━━━ INFORMATION PROVIDED ━━━
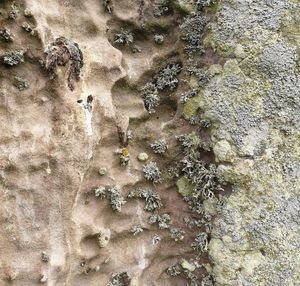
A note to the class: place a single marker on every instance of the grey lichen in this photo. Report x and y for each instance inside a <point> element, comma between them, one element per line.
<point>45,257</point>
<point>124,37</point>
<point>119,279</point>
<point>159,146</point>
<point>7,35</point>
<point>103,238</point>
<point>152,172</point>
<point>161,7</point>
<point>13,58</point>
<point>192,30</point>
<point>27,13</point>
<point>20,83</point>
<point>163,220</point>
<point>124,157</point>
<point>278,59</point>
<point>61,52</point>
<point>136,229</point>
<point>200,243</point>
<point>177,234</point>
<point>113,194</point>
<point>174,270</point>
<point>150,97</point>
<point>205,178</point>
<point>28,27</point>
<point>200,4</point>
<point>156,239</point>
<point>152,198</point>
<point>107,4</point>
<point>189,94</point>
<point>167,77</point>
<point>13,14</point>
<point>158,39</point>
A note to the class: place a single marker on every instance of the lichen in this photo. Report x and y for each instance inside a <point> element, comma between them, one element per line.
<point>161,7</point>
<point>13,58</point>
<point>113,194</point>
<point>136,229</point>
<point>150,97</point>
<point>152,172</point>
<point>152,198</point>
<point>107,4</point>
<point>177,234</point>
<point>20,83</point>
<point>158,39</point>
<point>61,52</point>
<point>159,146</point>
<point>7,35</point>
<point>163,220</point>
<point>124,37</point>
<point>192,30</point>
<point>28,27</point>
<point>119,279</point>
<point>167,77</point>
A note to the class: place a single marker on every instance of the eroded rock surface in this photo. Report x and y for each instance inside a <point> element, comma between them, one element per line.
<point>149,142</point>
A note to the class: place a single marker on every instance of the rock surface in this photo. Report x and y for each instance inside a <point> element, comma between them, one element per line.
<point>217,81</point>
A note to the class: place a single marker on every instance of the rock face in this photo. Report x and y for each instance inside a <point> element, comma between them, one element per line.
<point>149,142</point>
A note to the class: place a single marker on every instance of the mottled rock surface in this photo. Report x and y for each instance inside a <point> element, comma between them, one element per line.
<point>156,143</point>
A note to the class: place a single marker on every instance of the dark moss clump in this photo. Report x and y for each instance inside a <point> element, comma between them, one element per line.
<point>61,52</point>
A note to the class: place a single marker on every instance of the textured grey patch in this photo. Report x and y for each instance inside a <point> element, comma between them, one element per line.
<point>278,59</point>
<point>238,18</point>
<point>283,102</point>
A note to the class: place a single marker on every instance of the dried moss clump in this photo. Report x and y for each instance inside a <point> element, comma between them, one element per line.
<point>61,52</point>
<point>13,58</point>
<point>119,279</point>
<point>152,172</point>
━━━
━━━ INFORMATION PROVIDED ━━━
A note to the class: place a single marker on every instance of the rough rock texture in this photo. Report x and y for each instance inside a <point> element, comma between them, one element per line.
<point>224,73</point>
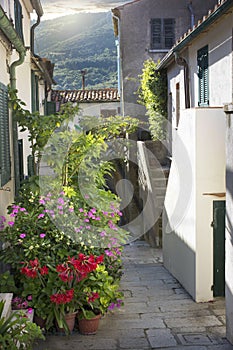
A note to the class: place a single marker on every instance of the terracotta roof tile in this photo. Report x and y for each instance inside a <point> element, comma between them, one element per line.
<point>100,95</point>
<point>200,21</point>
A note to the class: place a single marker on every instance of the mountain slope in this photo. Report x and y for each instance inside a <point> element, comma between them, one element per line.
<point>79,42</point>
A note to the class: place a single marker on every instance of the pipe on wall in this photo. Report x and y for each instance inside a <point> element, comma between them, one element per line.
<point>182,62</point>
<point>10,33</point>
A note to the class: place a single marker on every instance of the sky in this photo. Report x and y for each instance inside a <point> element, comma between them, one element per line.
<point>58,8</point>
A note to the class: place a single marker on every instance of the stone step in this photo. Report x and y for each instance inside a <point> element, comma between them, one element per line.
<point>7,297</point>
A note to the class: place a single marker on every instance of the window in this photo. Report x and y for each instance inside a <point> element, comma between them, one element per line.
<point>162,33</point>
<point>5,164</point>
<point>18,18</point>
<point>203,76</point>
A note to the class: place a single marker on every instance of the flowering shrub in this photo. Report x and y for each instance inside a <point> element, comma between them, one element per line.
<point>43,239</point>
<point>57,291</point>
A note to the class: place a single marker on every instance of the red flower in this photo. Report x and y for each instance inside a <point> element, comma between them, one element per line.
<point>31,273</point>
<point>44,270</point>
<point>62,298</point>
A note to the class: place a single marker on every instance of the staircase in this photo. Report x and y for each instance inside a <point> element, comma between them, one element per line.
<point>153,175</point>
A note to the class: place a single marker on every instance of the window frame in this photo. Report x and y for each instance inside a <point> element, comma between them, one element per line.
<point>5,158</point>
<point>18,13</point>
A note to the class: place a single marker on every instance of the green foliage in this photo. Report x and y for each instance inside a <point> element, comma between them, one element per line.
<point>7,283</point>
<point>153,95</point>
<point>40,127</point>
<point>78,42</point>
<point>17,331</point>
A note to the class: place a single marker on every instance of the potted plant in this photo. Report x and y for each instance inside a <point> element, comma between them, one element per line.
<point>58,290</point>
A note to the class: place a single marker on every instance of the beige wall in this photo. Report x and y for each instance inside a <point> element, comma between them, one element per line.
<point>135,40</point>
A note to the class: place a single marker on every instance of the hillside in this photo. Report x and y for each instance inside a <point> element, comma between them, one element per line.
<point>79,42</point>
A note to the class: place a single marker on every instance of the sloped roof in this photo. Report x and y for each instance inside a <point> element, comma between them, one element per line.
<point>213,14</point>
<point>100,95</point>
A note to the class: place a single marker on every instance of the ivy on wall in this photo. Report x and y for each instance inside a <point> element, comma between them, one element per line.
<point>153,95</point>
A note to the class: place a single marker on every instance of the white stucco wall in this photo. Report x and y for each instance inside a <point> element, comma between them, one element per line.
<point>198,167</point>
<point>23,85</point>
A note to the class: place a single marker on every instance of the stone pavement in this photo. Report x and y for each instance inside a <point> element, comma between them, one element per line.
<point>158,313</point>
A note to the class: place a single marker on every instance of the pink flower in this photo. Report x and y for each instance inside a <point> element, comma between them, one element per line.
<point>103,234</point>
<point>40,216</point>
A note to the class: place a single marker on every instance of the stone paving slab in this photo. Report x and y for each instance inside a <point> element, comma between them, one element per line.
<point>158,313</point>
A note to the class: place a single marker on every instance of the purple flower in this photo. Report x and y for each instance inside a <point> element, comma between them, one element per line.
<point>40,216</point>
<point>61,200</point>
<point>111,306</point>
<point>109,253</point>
━━━
* **TASK STATEMENT**: Count the lines of the items above that contain the string "roof", treating uppercase and lowercase as different, and reply with the number alone.

* **WRITTEN SOLUTION**: 2